The last standing single family house along Lemmon Ave. was at 3922. It was built in 1915 and occupied by Shelby and Julia Gibson and, later, their children until 1964. After a few businesses inhabited the house, it was finally demolished in 2013.

3922 Lemmon, the last of the homes along Lemmon from the early 1900’s

While the last forty years have seen some improvements to Lemmon Ave., much of it is still in need of urban renewal. Groups such as the Oak Lawn Committee are actively working to make it a more attractive, walkable urban avenue in keeping with the intent of the area’s zoning overlay, PD 193.

E. Gordon Perry’s Dream Neighborhood

E. Gordon Perry, the founder and developer of the Perry Heights neighborhood, had an ideal neighborhood in mind for his family and built his dream from the ground up. Mr. Perry just moved to Dallas from El Paso after establishing the Perry Motor Company selling Model T Fords since 1915. He also began some housing developments there. He now was about to take his company to one of the top three automobile establishments in the country in the late 1920s by selling Chryslers. To do this he needed to relocate to Dallas. He built a three-story auto dealership at Pacific and Pearl and employed 150 people. It included a showroom on the first floor, a large cafeteria, library, club rooms, and lecture room on the second, and a mechanic facility on the third accessed by a huge elevator. If conscious capitalism was a term in the 20’s, Perry would epitomize this. A religious man, he believed that the everyman should devote a good portion of his time to some branch of social service to others. He also needed a neighborhood that reflected his values surrounded by like-minded neighbors. He then discovered a pasture of 53 acres sitting at a slightly higher elevation (Heights) than downtown, owned by Dan Craddock and O.P. Storm.

He is quoted in the initial 1922 sales brochure saying about Perry Heights “It is a little apart from the noise and dust and crowds, where the air is pure and invigorating, where children find more enjoyment at play and develop their bodies more naturally in the health-giving atmosphere-where beautiful breezes blow constantly during the hot summer’s day and afford cool, refreshing slumber at night- where always there is peace and every comfort, as there should be.”

He was active as a director of the YMCA, Boy Scouts, SMU, and the Better Business Bureau, as well as a chairman raising funds for the Salvation Army’s programs. Many of the first residents of Perry Heights were also involved in these same philanthropic organizations. He successfully encouraged the past owner of the Perry Heights development site to donate land for Craddock Park by promising to name the park after him. He had Fooshee & Cheek design the site to purposely have varying-size original lots from 50×150 lots to 75X150 lots to accommodate a variety of house sizes and price points. Perry wanted a variety of families in his ideal neighborhood mixing and encouraging interaction and community. He also demanded several trees planted and encouraged gardens for a natural family environment.

Besides his wealthier business friends, one of his company officers bought into his neighborhood. Jack Taylor started working for Perry in El Paso and moved to Dallas to be the secretary/treasurer of Perry Motors. He and his wife Lenore moved their family of three children (Jack Jr., Marjorie, and Robert) into 4314 Vandelia. Their children and the Perry children (E. Gordon Jr. and Vandelia) all played in the new park as well as the Perry estate which included an 18-hole putting course, a sunken garden, a tennis court, and a pool. Mr. Perry also had a playground on this estate that all of the children of Perry Heights could access.

• [Stored records]
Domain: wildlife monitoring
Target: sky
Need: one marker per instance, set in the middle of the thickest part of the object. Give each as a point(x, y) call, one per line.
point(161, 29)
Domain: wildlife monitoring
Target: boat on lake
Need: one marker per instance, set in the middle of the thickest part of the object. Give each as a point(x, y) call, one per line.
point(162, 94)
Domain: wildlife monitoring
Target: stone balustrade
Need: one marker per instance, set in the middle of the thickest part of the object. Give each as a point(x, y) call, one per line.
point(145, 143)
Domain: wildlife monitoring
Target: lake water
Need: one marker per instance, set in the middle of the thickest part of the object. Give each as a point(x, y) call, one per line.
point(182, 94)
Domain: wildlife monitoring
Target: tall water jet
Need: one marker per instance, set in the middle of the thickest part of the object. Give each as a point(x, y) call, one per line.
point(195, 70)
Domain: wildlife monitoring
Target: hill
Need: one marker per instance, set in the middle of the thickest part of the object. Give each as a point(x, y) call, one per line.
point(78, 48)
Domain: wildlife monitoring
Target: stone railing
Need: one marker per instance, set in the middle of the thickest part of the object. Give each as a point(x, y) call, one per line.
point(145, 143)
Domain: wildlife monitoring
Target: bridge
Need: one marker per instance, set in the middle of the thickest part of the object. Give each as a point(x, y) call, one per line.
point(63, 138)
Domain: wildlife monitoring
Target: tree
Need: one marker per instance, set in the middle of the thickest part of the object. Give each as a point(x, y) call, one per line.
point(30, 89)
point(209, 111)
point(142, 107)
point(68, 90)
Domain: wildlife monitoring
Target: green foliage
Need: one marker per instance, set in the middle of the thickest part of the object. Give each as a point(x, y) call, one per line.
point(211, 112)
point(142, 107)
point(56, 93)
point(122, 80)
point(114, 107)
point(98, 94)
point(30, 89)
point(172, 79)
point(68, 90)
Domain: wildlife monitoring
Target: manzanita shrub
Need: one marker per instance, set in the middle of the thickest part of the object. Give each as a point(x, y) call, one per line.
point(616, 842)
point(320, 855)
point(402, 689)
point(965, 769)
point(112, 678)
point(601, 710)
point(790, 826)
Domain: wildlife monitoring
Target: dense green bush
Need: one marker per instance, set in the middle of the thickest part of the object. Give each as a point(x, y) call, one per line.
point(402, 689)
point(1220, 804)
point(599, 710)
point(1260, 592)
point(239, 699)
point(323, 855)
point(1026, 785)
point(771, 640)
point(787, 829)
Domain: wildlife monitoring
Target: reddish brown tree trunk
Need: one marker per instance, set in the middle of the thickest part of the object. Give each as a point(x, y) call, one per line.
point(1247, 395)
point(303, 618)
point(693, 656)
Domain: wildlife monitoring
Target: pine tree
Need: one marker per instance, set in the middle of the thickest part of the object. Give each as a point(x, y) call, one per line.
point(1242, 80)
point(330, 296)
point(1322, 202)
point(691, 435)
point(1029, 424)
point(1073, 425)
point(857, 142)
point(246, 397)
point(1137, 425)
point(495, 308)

• [Exercise 1]
In the Perry Heights history, why did Perry have the neighborhood's original lots laid out in different sizes?
• [Exercise 2]
Retype the part of the Perry Heights history starting at "The last standing" and ending at "demolished in 2013.".
• [Exercise 3]
Continue the history of Lemmon Ave. and Perry Heights from its last sentence.

• [Exercise output 1]
He had the lots made in sizes from 50×150 to 75X150 so they could hold a variety of house sizes and price points. He wanted many kinds of families in his ideal neighborhood, mixing and encouraging interaction and community.

• [Exercise output 2]
The last standing single family house along Lemmon Ave. was at 3922. It was built in 1915 and occupied by Shelby and Julia Gibson and, later, their children until 1964. After a few businesses inhabited the house, it was finally demolished in 2013.

• [Exercise output 3]
To add more children to the playground, Mrs. W.H. Rucker, a widow, also moved into the neighborhood at 4512 Vandelia in 1923 with her 6 children (Jean, Mabel, Ethel, Clyde, Carl, and Grafton). Jean and Mabel became beloved local elementary school teachers. Her son, Grafton, and his wife inherited the home and lived there into the 1970s raising their children.

The families were constantly hosting each other’s birthdays, showers, weddings, and special occasions as seen in the social pages of the Dallas Morning News. They all participated in various social clubs such as garden club, women’s club, and charity events.

This close neighborhood spirit was also evident later in the 1970’s when traffic was eroding the neighborhood and the neighbors fought for the blocked streets to preserve the neighborhood. When developers became a threat in the 1990s and wanted to take more of Craddock Park and disturb the neighborhood, the neighbors banded together and fought back.

Today, several close neighbor bonds have formed on various blocks of Perry Heights and there is still a close neighborhood spirit as we get to know each other. I think Mr. Perry would be happy that his dream neighborhood of cooperation and community is still alive and ready for any future threats and challenges that our urban location may encounter with our active Perry Heights Neighborhood Association. By keeping that sense of community and service growing to preserve our neighborhood, future generations can experience the peace and comfort we enjoy now.

The Outlaw of Perry Heights

4338 Vandelia today

Otto and Norma Beutel married in 1916 and moved into a home on Hood St. in Dallas. Along with Norma’s mother and brother, the household soon added a daughter, Betty G, and a son, Jack Allender Beutel. In 1928, the four members of the young family moved to 4338 Vandelia St. in Perry Heights. Otto was a sales manager for P. F. Collier & Sons Publishing Company and Norma was a soprano in a singing ensemble. The two children eventually attended North Dallas High School. While in high school, young Jack began acting in the Dallas Little Theater, a community theater.

Otto had been born and raised in Dallas. His parents, Fred and Henrietta emigrated from Germany in 1872. They lived on Masten St. (now known as Maryland Ave.) in Oak Cliff. Fred and Henrietta raised eight children with the help of a housekeeper and a cook named Earline. Fred supported his family as a barber. As a teenager, Otto worked in a shoestore.

Otto and Norma lived in the house in Perry Heights until the late 1930s. Betty married and moved out and Jack headed off to Hollywood to break into the movies. The empty-nesters soon moved to a different small house on Hood St. near their first home.

In Hollywood, Jack was working as an insurance clerk while auditioning for film roles. The 5’11” dark-haired, blue-eyed actor soon met millionaire and film producer Howard Hughes. Hughes was looking for an unknown to play Billy the Kid in his new Western to be called “The Outlaw.” In 1938 Jack visited Hughes at the producer’s new offices at 7000 Romaine Street in Hollywood where Hughes signed Jack to a $150 per week contract. Jack’s agent was Gummo Marx of the Marx Brothers and couldn’t strike a better deal. Hughes insisted Jack change his name Beutel to Buetel because Hughes was concerned that people would pronounce it “beetle.” Jack returned to Dallas briefly in 1939 to marry his high school sweetheart, Cereatha Browning then returned with her to Hollywood. The movie was filmed later in 1939 along with another unknown, Jane Russell, in the leading female role.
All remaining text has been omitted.